WHAT TO DO: Please reproduce the data exactly, though every picture must stay out.

* * * * * * * * *

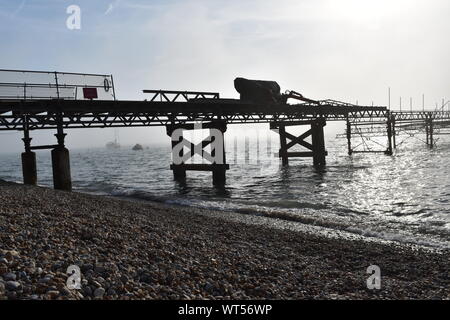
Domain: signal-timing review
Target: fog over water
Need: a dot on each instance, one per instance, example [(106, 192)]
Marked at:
[(404, 198), (349, 50)]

* * * * * * * * *

REPLY:
Domain: signal-timing review
Target: fog over water
Need: a dot on each instance, one per instance, example [(106, 192)]
Marked at:
[(404, 198), (349, 50)]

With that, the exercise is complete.